— start of PASSAGE PROVIDED —

Decision trees are one of the major data structures in machine learning. Their
inner workings rely on heuristics which, while satisfying to our intuitions,
give remarkably good results in practice (notably when they are aggregated into
"random forests"). Their tree structure also makes them readable by human
beings, contrary to other "black box" approaches such as neural networks.
In this tutorial, we will see how decision trees work and provide a few
theoretical justifications along the way. We will also (briefly) talk about
their extension to random forests. To get started, you should already be
familiar with the general setting of supervised learning.
Training of a decision tree
A decision tree models a hierarchy of tests on the values of its input, which
are called attributes or features. At the end of these tests, the predictor
outputs a numerical value or chooses a label in a pre-defined set of options.
The former is called regression, the latter classification. For instance,
the following tree could be used to decide if a French student finds a lecture
interesting or not, i.e. classification in the binary set {oui, non}
(French booleans ;p), based on the boolean attributes {motivation,
surprenant, difficile} and a discrete attribute durée ∈ {1 h, 2
h, 3 h}. We could also have made the last one a continuous attribute, but we'll
come back to that.
The input to our decision is called an instance and consists of values for
each attribute. It is usually denoted by (x,y) where y is
the attribute the tree should learn to predict and x=(x1,…,xm) are the m other attributes. A decision tree is learned on a
collection of instances T={(x,y)} called the training set.
Example of training set for the decision tree above
date |
motivation |
durée (h) |
difficile |
surprenant |
température (K) |
11/03 |
oui |
1 |
non |
oui |
271 |
14/04 |
oui |
4 |
oui |
oui |
293 |
03/01 |
non |
3 |
oui |
non |
297 |
25/12 |
oui |
2 |
oui |
non |
291 |
... |
... |
... |
... |
... |
... |
Given our observations T={(x,y)}, we now want to build a
decision tree that predicts y given new instances x. As of
today (2011) there are essentially two families of algorithms to do this:
Quinlan trees and CART trees. Both follow a divide-and-conquer
strategy that we can sum up, for discrete attributes, by the following
pseudocode:
1: DecisionTree(T: training set):
2: if "stop condition":
3: return leaf(T)
4: choose the "best" attribute i between 1 and m
5: for each value v of i:
6: T[v] = {(x, y) from T such that x_i = v}
7: t[v] = DecisionTree(T[v])
8: return node(i, {v: t[v]})
In what follows, we use uppercase T for training sets and lowercase
t for trees. A tree is either a leaf leaf(T)
, where we save a
subset T of the original training set, or a node node(i, {v:
t[v]})

— end of PASSAGE PROVIDED —
— start of MATERIAL PROVIDED —

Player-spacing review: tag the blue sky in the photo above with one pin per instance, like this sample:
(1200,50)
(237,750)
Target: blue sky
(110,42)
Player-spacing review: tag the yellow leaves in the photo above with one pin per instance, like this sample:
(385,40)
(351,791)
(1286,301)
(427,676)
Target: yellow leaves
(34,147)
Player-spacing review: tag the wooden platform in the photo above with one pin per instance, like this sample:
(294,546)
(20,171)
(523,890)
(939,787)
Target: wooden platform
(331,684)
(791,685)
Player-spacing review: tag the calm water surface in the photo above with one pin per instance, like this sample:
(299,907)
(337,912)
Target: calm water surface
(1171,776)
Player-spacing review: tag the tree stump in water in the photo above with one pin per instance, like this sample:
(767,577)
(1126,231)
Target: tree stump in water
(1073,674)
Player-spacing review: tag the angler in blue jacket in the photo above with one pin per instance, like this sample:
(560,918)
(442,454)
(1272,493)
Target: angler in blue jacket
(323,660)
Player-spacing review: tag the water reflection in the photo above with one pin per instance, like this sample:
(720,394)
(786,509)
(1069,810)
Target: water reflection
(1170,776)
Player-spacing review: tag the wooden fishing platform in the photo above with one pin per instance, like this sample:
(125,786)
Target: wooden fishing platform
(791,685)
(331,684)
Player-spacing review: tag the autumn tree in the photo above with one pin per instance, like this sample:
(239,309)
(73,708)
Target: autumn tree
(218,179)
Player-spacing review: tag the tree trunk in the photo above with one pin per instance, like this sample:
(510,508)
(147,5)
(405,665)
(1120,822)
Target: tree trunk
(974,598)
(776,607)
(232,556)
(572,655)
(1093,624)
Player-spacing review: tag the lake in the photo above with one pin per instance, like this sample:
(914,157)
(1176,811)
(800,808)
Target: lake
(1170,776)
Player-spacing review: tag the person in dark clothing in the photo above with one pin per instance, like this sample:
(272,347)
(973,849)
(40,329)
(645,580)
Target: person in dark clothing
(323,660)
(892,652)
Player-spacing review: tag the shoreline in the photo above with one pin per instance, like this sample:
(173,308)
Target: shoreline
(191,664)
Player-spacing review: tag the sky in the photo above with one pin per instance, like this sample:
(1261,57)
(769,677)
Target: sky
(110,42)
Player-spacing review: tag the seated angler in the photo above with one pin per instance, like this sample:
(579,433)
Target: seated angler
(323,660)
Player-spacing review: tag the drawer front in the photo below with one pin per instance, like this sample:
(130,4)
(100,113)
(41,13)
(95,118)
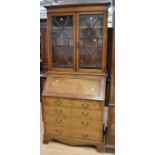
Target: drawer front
(56,110)
(58,102)
(57,130)
(57,120)
(88,114)
(86,124)
(87,135)
(86,104)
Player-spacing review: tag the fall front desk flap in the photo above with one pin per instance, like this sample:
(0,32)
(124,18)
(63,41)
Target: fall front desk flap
(75,86)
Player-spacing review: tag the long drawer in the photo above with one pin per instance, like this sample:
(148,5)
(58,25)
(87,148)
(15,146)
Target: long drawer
(86,124)
(56,110)
(87,104)
(86,134)
(57,130)
(74,133)
(57,120)
(87,114)
(58,102)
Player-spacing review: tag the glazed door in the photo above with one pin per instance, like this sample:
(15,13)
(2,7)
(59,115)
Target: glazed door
(91,45)
(62,42)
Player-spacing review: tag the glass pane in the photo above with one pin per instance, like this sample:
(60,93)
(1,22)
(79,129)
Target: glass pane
(90,41)
(62,41)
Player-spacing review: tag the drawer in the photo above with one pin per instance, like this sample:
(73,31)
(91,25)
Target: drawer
(58,102)
(88,114)
(56,110)
(87,135)
(86,124)
(57,130)
(57,120)
(86,104)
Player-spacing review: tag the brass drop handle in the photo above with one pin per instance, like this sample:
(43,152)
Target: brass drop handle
(58,120)
(84,135)
(58,110)
(57,102)
(85,105)
(84,123)
(85,114)
(58,131)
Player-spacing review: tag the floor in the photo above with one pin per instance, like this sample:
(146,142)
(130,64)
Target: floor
(55,148)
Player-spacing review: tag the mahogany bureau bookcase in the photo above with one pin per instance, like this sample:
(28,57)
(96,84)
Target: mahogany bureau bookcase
(74,92)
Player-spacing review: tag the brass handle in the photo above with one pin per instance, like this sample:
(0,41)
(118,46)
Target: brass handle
(58,110)
(57,102)
(85,114)
(84,135)
(58,131)
(85,105)
(84,123)
(58,121)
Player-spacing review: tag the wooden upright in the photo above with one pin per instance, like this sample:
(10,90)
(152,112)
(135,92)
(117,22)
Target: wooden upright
(74,93)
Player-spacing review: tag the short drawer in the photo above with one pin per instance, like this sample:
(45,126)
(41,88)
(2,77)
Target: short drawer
(56,110)
(86,124)
(88,114)
(58,102)
(87,135)
(57,130)
(86,104)
(57,120)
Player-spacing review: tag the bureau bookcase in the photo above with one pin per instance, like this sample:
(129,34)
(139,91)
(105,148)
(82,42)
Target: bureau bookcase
(74,92)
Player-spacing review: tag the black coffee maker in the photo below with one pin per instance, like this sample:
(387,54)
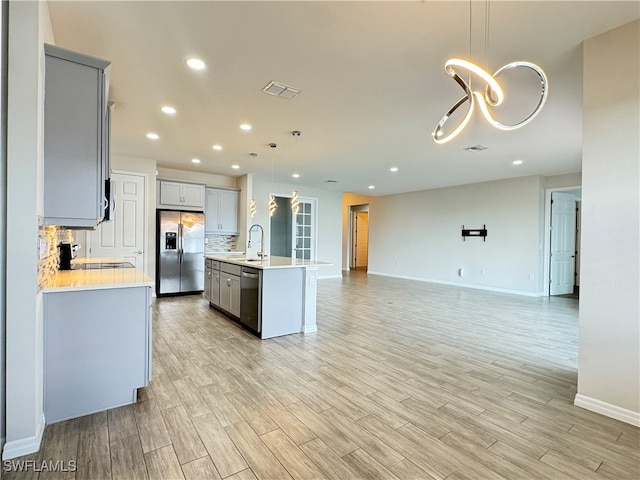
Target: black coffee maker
(68,252)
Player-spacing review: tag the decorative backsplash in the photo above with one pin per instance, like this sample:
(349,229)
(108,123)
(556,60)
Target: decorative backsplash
(220,243)
(48,262)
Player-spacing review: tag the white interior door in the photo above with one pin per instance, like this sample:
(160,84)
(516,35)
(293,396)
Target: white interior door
(563,243)
(123,237)
(304,232)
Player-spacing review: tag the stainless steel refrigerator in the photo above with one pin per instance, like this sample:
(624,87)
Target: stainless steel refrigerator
(179,252)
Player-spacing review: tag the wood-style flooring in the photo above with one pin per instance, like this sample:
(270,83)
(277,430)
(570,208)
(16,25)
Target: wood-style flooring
(403,380)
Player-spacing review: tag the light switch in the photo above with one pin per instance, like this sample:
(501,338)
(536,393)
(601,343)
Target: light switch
(43,248)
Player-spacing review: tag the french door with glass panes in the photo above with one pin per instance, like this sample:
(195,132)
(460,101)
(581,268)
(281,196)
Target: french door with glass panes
(304,234)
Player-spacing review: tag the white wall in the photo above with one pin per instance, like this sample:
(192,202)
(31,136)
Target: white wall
(609,349)
(418,235)
(29,27)
(209,179)
(329,220)
(3,216)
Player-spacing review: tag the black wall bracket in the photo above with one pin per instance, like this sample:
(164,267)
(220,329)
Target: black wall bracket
(477,232)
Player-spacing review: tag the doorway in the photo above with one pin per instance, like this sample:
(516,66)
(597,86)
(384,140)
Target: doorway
(294,235)
(562,242)
(359,237)
(124,236)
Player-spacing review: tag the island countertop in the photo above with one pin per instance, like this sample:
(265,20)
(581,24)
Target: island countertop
(268,263)
(73,280)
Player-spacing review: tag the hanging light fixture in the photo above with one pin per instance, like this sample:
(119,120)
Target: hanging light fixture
(492,96)
(295,204)
(273,205)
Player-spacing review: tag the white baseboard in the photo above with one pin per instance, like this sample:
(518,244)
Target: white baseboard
(607,409)
(459,284)
(24,446)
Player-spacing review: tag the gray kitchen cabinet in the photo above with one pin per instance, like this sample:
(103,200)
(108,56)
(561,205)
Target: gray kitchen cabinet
(177,195)
(230,288)
(214,295)
(97,349)
(221,211)
(76,136)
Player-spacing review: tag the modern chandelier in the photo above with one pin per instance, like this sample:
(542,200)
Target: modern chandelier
(492,96)
(295,203)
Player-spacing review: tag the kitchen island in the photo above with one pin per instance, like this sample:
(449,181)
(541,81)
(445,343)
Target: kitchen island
(272,296)
(97,340)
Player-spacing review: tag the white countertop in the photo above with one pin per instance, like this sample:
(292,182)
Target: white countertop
(73,280)
(269,262)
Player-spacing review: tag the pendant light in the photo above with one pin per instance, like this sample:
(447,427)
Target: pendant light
(295,204)
(273,206)
(492,96)
(253,208)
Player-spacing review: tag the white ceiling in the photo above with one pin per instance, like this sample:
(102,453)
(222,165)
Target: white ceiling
(372,79)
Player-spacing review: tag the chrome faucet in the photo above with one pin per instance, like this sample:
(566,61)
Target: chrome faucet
(261,252)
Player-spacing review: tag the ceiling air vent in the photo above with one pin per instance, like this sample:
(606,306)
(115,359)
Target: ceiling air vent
(475,148)
(280,90)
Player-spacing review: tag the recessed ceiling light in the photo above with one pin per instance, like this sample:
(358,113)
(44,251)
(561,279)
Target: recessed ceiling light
(195,64)
(475,148)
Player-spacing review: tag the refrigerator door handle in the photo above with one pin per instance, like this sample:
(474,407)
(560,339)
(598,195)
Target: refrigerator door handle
(180,243)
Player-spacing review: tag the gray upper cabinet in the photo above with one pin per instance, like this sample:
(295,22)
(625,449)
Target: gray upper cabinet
(76,138)
(221,211)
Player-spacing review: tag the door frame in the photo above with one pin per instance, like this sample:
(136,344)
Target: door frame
(353,209)
(314,222)
(546,287)
(146,267)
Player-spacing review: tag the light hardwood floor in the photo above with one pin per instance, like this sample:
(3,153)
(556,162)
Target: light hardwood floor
(403,380)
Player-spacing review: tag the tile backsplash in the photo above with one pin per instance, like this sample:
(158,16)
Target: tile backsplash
(51,236)
(220,243)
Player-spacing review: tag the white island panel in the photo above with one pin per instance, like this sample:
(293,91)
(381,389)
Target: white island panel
(282,302)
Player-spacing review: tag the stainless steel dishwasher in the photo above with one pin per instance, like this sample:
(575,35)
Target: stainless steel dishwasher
(250,298)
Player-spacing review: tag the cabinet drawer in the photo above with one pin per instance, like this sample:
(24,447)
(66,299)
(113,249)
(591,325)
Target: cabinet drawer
(231,269)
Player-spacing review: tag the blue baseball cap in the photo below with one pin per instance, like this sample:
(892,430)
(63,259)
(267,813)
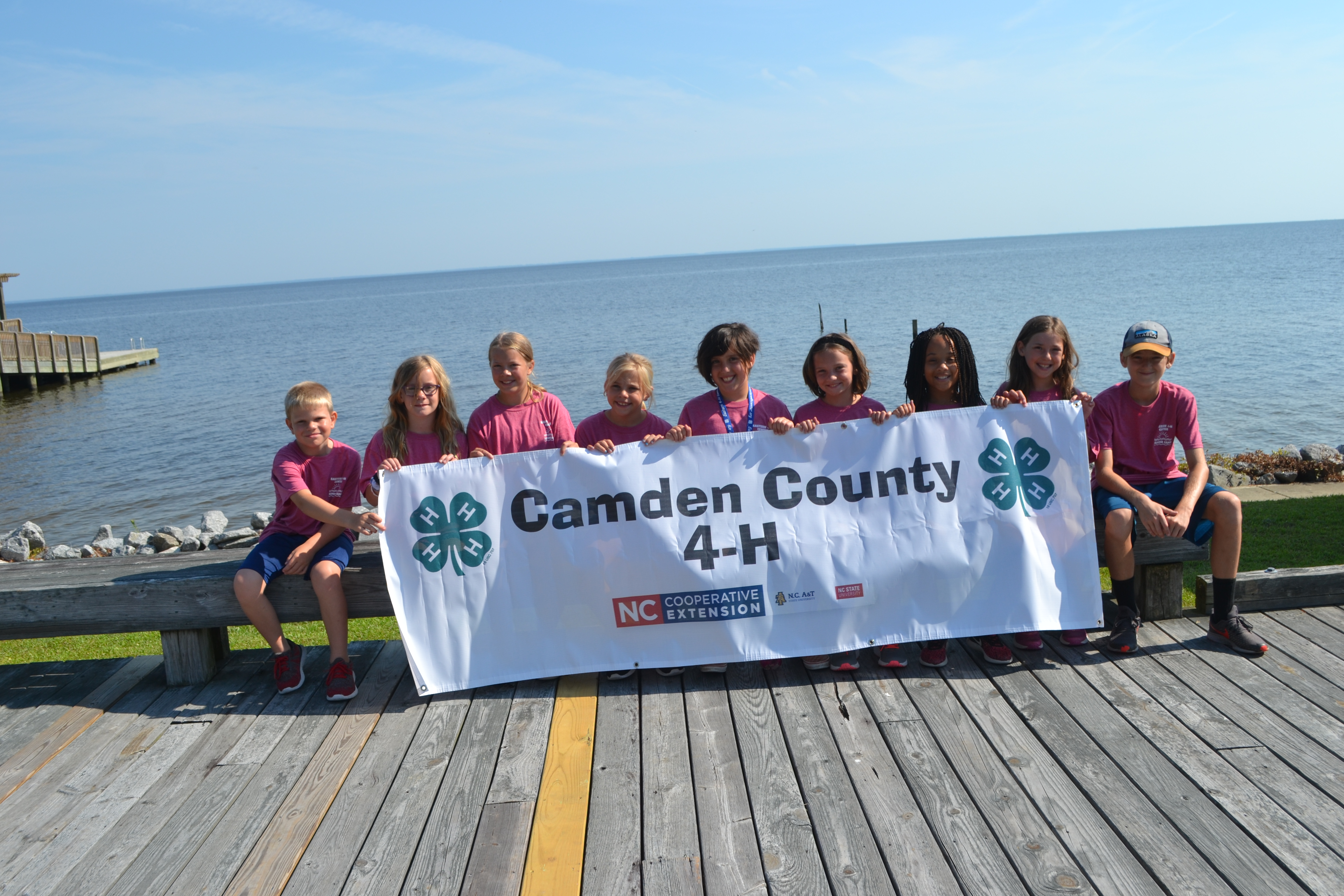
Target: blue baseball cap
(1147,336)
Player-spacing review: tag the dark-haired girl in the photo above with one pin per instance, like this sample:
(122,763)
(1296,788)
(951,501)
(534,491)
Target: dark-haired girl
(940,377)
(725,359)
(1041,369)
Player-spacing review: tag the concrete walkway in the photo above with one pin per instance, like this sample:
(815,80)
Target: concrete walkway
(1295,491)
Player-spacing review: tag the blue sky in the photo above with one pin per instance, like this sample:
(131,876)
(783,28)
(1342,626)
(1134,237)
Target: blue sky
(175,143)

— end of MATERIAL PROVIDED —

• AIM OF THE TASK: Continue the decision tree tutorial from where it stops.

• RESULT OF THIS TASK:
that tests attribute i and has a child tree tv for
each potential value v of the attribute. The two statements with
quotation marks correspond to heuristics specific to each algorithm:
- Stop condition:
- The condition used to decide when it is time to produce an answer rather
than grow the tree to better fit the data. For instance, the condition
∣T∣=1 will produce detailed trees with excellent score on the
training set (for each instance (x,y)∈T the tree will
predict exactly y given x) but quite deep and not likely
to generalize well outside of this set due to overfitting.
- Best attribute:
- The goal of this heuristic is to evaluate locally what attribute yields the
"most information" on (or is the "most correlated" to) the result to
predict. We will see examples of such criteria below.
When learning a continuous attribute xi∈R, we adapt the
above pseudocode by selecting a split value v corresponding to a test
xi≤v. We will denote by node(i, v, t[≤], t[>])
the
corresponding node constructor. In the particular case where all attributes are
continuous, the resulting decision tree is a binary tree.
Regression
Let us consider first the case of regression, that is, when the value to
predict is a real number. Once our tree is built, regressing a new instance
x amounts to traversing a branch as follows:
1: Regress(x, t)
2: if t is a leaf(Tf):
3: return the average of y's in Tf
4: else if t is a node(i, v, t_left, t_right):
5: if x[i] <= v:
6: return Regress(x, t_left)
7: else (x[i] > v):
8: return Regress(x, t_right)
9: else (t is a node(i, {v -> t[v]})):
10: return Regress(x, t[x[i]])
This exploration ends up in a leaf f built on a training set
Tf, which we denoted in pseudocode as leaf(Tf)
. Let us define
Yf:={y∣∃(x,y)∈Tf}. The value predicted at the
end of the regression process is the average y of
Yf. The more the distribution of y∈Yf is concentrated
around y, the better the prediction will be. Equivalently,
the higher the dispersion of these values, the worse the prediction. CART trees
thus use the variance σ2 of Yf to measure
this dispersion and evaluate the "quality" of the leaf f.
Choosing a split attribute
CART also uses this variance criterion to choose the best split attribute at
line 4 of our DecisionTree(T)
constructor. A given attribute i
yields a partition T=∪viTvi of the training set
T, where each subset Tvi has its own variance
V(Tvi). Variance after selecting i as split
attribute is then, for an instance (x,y) drawn uniformly at random
from T:
Vi=vi∑∣T∣∣Tvi∣V(Tvi)The attribute i∗ that minimizes this value is (heuristically)
considered as the best attribute. We will see in the next section how this
choice of minimizing variance is not only heuristic: it is also intrinsically
linked to minimizing a mean squared error.
Why minimize variance?
One of the main assumptions in machine learning is that instances (x,y) are drawn independently from the
same unknown probability distribution P. We can therefore see our
(x,y)∈T as realizations of i.i.d.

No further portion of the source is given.